> _WORK TASK_
Only one stretch of the data below is wanted: the lines from the one with "right so im looking for the leftmost" through the one with "right so im looking for the single-storey", repeated exactly.

⁂

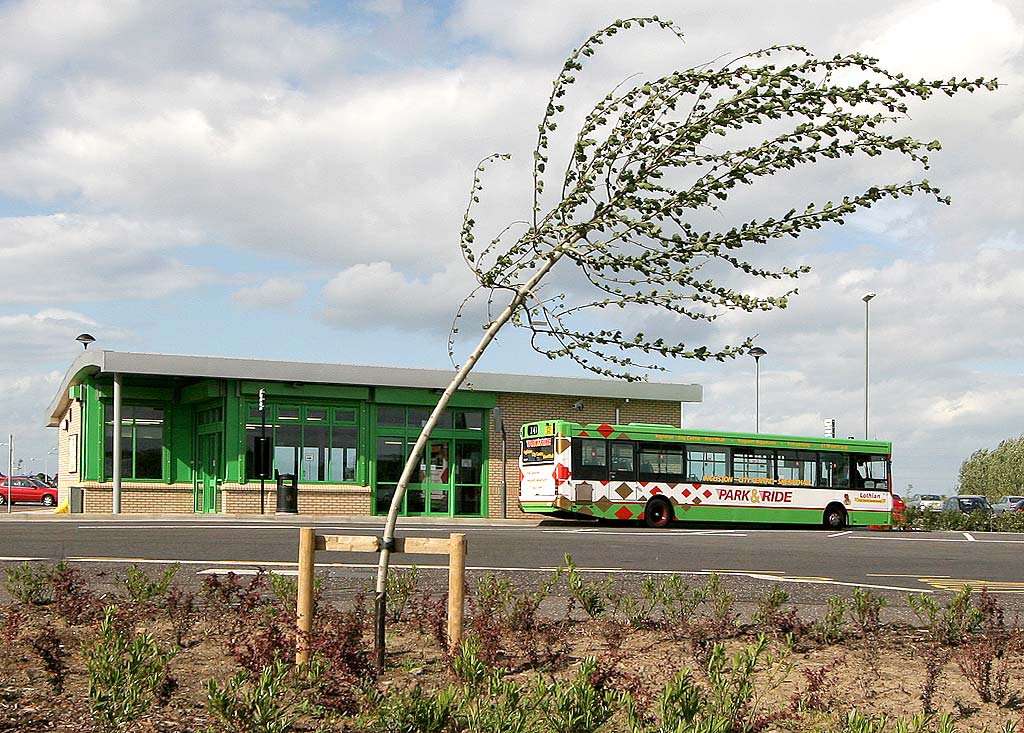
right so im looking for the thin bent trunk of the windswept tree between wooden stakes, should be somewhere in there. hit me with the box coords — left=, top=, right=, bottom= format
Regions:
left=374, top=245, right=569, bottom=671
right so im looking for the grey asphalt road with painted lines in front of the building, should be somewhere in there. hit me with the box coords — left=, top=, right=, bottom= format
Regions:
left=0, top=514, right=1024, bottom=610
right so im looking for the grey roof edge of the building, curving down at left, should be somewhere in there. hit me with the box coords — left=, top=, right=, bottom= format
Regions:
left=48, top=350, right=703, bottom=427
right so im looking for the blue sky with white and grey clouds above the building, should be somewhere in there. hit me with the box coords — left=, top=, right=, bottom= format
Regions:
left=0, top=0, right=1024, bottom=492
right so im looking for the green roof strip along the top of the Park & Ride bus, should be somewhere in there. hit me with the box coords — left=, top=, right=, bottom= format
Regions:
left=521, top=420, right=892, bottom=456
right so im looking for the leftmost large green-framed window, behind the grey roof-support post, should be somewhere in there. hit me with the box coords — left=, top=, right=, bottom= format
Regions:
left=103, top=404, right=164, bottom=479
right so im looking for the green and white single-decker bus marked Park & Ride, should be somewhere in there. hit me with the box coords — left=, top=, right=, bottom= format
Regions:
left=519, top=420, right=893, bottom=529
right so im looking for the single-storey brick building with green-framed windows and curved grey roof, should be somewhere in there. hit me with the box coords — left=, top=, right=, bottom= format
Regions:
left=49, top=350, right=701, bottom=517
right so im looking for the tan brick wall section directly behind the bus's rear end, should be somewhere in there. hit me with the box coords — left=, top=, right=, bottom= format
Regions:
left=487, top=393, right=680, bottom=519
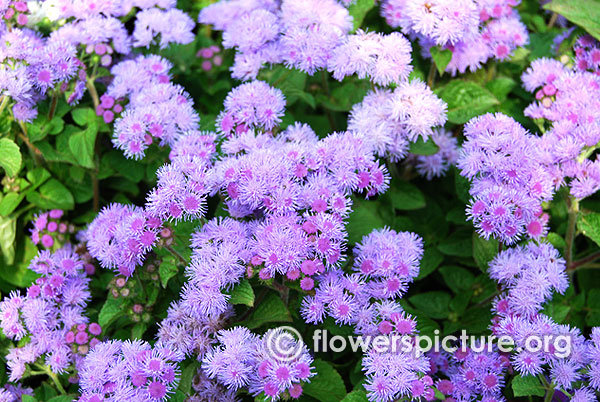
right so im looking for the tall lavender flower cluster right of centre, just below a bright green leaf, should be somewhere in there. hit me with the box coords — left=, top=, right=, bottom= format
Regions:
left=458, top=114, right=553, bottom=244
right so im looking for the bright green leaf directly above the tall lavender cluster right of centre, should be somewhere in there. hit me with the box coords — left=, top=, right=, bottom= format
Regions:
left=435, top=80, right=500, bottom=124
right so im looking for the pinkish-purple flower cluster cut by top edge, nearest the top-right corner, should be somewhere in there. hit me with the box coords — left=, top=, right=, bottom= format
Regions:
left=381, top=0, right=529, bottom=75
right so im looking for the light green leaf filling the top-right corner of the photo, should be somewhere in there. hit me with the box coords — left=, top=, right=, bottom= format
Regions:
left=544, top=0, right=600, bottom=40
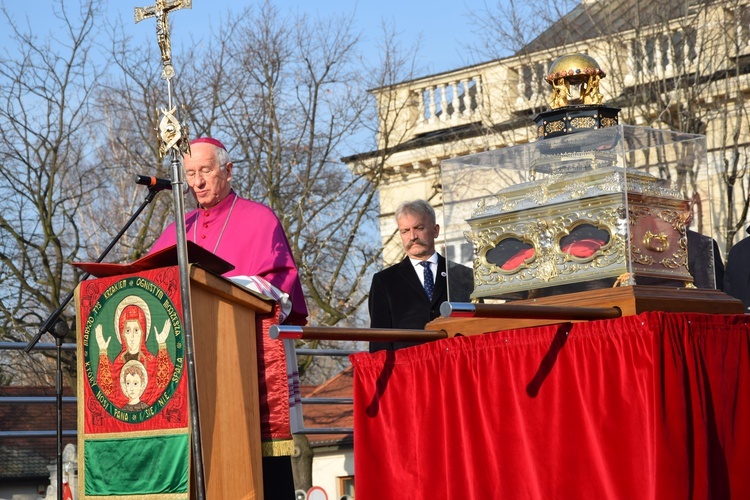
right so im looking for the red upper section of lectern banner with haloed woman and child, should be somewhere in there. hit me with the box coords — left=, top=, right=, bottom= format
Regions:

⁂

> _PROBLEM SOLUTION_
right so im looking for the leftmost large green-framed window, behind the grey roof-support post, should be somewhere in there. hit me with the box coords — left=, top=, right=, bottom= format
Regions:
left=103, top=404, right=164, bottom=479
right so im looking for the green and white single-decker bus marked Park & Ride, should be somewhere in there. hit me with the box coords — left=, top=, right=, bottom= format
Regions:
left=519, top=420, right=893, bottom=529
right so im looking for the single-storey brick building with green-framed windows and curved grey roof, should be somewhere in there. hit me with the box coords — left=, top=, right=, bottom= format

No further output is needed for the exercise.